__Questions to answer__.
1/ Rewrite the salmon patty post between "Last night was" and "love quinoa right?", inclusive, replacing "salmon patties" with "crab cakes".
2/ Please condense the paragraph of the salmon patty post that begins "Well, I am venturing out" into a shorter version that keeps its main facts.
3/ Extend the salmon patty post beyond its final line.

__Document section__.
[Start of section]
Well, I am venturing out from my bedroom and feel like a bear waking up from hibernation. I caught that bug that was going around, and have spent the last few days bundled up in bed, in the dark, with the TV remote, and Nyquil. I have been living on scrambled eggs, toast, soup, and saltines. Not the most exciting diet, but it was what settled and quieted the tummy rumbles.
Last night was my first meal of “real” food, and I was craving salmon patties. I know that might sound weird to some of you, but since my brief period of time living in the south 20 some years ago, they have become one of my fave comfort foods.
Back in the day I made them with saltine crackers as the binder, and fried them in quite a bit of oil.
These days I have changed them up quite a bit.
Y’all know that I love quinoa right?
[End of section]
__Input data__.
[Start of section]
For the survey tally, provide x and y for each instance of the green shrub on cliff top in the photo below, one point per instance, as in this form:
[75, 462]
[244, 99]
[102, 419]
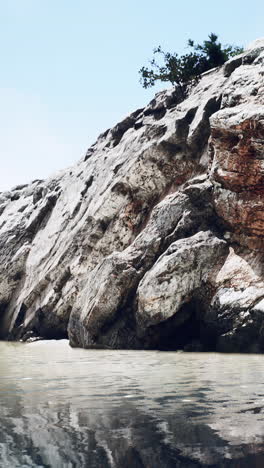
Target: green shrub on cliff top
[180, 70]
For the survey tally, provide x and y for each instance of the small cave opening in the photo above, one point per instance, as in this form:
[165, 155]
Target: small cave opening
[183, 331]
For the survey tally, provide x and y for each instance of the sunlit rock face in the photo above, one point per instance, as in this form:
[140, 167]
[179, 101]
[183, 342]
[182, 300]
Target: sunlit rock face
[155, 238]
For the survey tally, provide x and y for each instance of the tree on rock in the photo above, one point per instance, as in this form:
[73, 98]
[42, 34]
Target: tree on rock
[186, 69]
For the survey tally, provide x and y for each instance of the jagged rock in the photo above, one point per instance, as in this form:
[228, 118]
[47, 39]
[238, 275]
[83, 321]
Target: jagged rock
[165, 192]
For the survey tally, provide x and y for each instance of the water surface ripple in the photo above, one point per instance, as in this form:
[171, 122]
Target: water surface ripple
[63, 407]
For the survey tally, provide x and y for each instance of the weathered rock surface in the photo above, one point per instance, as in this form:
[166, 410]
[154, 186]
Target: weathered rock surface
[155, 238]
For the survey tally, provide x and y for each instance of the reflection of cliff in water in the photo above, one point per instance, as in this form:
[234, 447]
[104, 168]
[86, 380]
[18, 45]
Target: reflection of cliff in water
[61, 418]
[124, 438]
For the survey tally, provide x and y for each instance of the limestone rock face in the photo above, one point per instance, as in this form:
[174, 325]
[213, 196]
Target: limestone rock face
[155, 238]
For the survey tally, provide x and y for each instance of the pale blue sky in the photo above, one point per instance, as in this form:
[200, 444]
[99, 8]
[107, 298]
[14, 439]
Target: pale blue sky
[69, 68]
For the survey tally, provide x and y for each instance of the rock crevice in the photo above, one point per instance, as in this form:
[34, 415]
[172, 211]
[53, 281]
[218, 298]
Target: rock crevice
[155, 238]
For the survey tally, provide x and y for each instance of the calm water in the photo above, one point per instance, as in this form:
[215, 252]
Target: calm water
[63, 407]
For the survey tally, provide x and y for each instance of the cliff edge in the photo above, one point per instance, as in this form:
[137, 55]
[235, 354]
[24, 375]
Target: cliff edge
[155, 238]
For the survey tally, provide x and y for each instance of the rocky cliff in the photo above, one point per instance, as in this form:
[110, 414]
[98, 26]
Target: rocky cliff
[155, 238]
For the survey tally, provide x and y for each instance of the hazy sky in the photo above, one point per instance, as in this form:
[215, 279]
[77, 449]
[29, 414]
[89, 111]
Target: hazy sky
[69, 68]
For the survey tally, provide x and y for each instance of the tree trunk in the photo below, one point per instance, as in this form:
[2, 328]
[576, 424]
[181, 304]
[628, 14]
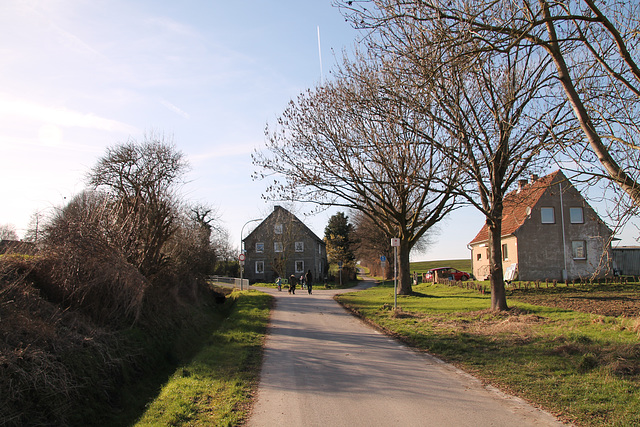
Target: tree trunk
[404, 269]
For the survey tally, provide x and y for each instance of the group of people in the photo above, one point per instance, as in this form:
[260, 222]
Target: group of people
[305, 280]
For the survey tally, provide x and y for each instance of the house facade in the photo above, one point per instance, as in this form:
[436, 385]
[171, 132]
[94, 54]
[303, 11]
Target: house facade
[549, 232]
[282, 245]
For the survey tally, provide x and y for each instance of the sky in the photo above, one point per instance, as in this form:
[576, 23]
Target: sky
[78, 76]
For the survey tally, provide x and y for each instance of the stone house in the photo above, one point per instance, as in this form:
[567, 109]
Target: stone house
[549, 231]
[282, 245]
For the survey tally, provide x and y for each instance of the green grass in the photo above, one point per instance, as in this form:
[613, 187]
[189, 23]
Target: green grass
[214, 388]
[424, 266]
[582, 367]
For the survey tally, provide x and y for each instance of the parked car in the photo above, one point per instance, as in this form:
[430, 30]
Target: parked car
[446, 272]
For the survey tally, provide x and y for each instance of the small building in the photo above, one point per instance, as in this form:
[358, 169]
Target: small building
[282, 245]
[549, 231]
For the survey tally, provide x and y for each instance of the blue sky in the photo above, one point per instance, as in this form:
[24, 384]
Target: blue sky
[78, 76]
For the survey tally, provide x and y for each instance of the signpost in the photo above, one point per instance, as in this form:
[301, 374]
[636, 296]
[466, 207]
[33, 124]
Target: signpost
[241, 259]
[395, 242]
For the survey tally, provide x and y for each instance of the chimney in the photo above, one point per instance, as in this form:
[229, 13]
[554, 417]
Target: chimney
[521, 184]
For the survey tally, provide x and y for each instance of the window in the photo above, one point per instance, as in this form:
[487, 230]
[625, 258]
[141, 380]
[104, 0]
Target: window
[576, 215]
[547, 215]
[579, 249]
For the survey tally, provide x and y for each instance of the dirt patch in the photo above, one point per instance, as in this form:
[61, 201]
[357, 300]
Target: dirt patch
[625, 304]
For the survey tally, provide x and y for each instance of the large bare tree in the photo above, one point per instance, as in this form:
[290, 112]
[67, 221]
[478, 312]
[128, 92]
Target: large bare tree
[348, 144]
[593, 46]
[141, 180]
[494, 105]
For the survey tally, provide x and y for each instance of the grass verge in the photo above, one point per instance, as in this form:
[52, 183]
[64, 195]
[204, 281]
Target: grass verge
[214, 388]
[582, 367]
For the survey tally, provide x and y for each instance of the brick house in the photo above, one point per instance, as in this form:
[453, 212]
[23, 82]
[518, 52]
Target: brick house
[549, 231]
[282, 245]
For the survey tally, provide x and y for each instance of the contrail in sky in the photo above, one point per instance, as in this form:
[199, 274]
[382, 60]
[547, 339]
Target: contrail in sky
[320, 57]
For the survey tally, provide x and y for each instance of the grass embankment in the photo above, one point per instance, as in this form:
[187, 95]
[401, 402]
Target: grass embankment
[423, 266]
[214, 387]
[585, 368]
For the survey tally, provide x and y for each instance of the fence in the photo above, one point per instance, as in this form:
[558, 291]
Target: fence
[229, 282]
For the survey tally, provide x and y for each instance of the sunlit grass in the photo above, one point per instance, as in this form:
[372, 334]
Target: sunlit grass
[582, 367]
[214, 388]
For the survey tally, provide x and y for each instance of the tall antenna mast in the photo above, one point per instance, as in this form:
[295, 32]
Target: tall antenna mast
[320, 57]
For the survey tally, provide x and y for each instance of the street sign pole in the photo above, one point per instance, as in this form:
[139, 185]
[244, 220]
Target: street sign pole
[241, 258]
[395, 242]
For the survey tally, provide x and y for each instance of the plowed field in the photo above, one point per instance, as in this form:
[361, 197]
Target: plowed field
[614, 302]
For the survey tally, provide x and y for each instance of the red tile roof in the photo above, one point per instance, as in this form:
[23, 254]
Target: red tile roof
[515, 203]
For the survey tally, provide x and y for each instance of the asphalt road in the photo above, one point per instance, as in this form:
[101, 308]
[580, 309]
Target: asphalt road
[324, 367]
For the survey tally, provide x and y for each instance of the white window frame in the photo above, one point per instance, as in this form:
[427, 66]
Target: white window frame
[553, 215]
[579, 249]
[576, 211]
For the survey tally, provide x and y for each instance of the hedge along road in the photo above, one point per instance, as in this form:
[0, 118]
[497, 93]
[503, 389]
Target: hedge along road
[324, 367]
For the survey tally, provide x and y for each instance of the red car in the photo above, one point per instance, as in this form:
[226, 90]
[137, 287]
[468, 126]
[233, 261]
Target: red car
[447, 273]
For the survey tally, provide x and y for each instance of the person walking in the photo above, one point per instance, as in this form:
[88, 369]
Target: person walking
[292, 284]
[308, 278]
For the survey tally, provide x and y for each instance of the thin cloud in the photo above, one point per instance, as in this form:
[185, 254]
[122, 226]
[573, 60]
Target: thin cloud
[61, 116]
[174, 108]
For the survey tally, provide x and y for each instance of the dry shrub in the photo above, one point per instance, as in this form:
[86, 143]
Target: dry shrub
[40, 343]
[80, 268]
[102, 285]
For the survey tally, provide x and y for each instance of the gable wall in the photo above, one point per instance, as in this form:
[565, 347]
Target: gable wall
[542, 250]
[313, 255]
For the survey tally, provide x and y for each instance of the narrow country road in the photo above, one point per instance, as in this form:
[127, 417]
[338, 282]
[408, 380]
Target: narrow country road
[324, 367]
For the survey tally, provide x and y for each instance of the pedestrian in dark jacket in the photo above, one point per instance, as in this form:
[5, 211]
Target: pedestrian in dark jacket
[309, 279]
[292, 284]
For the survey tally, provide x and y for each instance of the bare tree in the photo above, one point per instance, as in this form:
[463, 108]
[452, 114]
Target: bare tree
[141, 179]
[593, 47]
[349, 144]
[494, 105]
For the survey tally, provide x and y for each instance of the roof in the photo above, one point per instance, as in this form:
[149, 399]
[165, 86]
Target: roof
[283, 211]
[515, 204]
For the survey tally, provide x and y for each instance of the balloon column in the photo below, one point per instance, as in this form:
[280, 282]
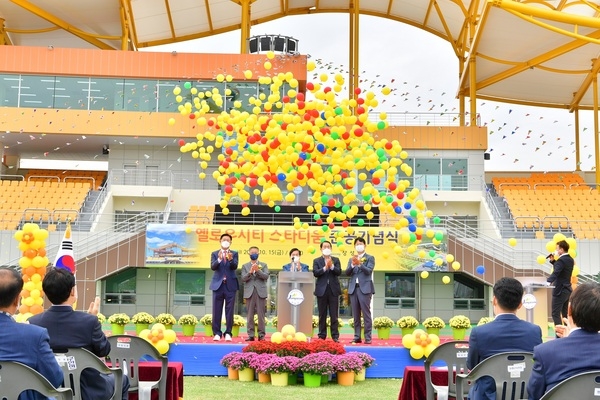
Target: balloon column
[280, 143]
[420, 343]
[32, 243]
[159, 337]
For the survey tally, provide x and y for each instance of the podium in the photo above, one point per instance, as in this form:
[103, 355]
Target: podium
[535, 302]
[295, 300]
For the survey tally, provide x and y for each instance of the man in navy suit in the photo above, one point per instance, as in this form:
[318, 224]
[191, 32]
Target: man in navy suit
[327, 269]
[561, 279]
[25, 343]
[577, 351]
[70, 328]
[505, 333]
[224, 285]
[361, 288]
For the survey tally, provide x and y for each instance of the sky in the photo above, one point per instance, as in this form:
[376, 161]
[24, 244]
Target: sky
[422, 71]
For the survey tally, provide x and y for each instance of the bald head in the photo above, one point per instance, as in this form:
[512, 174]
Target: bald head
[11, 284]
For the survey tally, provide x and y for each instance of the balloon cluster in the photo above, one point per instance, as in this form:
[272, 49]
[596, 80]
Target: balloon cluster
[159, 336]
[420, 343]
[551, 246]
[279, 144]
[32, 243]
[288, 334]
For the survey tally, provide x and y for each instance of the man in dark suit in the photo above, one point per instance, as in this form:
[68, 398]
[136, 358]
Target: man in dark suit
[224, 284]
[25, 343]
[254, 276]
[361, 288]
[578, 351]
[561, 279]
[505, 333]
[327, 269]
[70, 328]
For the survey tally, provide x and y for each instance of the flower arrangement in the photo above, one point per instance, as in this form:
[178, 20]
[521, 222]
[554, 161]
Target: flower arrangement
[119, 319]
[348, 362]
[484, 320]
[207, 319]
[142, 318]
[238, 360]
[407, 322]
[366, 359]
[166, 319]
[317, 363]
[188, 319]
[434, 323]
[382, 322]
[460, 322]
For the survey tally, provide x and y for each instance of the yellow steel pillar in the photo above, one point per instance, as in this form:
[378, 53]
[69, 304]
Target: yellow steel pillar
[245, 24]
[596, 132]
[354, 48]
[577, 152]
[472, 92]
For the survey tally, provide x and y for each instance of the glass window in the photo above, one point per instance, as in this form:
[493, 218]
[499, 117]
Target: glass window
[120, 288]
[9, 90]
[End of section]
__Per-task outputs__.
1/
Last night was my first meal of “real” food, and I was craving crab cakes. I know that might sound weird to some of you, but since my brief period of time living in the south 20 some years ago, they have become one of my fave comfort foods.
Back in the day I made them with saltine crackers as the binder, and fried them in quite a bit of oil.
These days I have changed them up quite a bit.
Y’all know that I love quinoa right?

2/ Emerging from the bedroom like a bear after hibernation, the writer has spent several days in bed with a bug that was going around, in the dark with the TV remote and Nyquil. Meals were limited to scrambled eggs, toast, soup, and saltines, which settled the stomach.

3/
I have quite a few quinoa recipes here on the blog, some of which have continued to be in the most popular recipes. Recipes like my Slow Cooker Chicken Enchilada Quinoa, Slow Cooker Tandoori Chicken Quinoa, Grilled Ratatouille Quinoa, and Mediterranean Quinoa Salad.
That gave me the idea to use that little superfood as the binder in my favorite southern comfort food. This would give me the opportunity to add fiber and protein to the recipe, plus make it easier for me to get the rest of the gang to eat quinoa. Oh Kevin will eat it, but it isn’t his fave, and Miss Picky Pants has flat out told me that she is not a fan. In fact, when I told her I was putting quinoa in the salmon patties, I got the “what you talkin’ ;bout Willis” face.
Salmon Quinoa Patties
- 3 6-ounce cans of boneless skinless pink salmon (recommend Kirkland brand pink salmon)
- 4 green onions, chopped (whites and greens)
- 1/4 cup flat leaf parsley leaves, chopped (reserve about 1 tablespoon for garnish if desired)
- Zest of a small lemon
- 2 eggs, beaten
- 1 1/2 cup cooked quinoa, completely cooled
- Kosher salt
- Fresh cracked black pepper
- 2 tablespoons olive oil
- Add salmon, along with the liquid in the can, to a large bowl and flake with fork. Mix in the green onion,parsley, lemon zest, and eggs. using your hands combine. Add cooked quinoa, and salt and pepper to taste.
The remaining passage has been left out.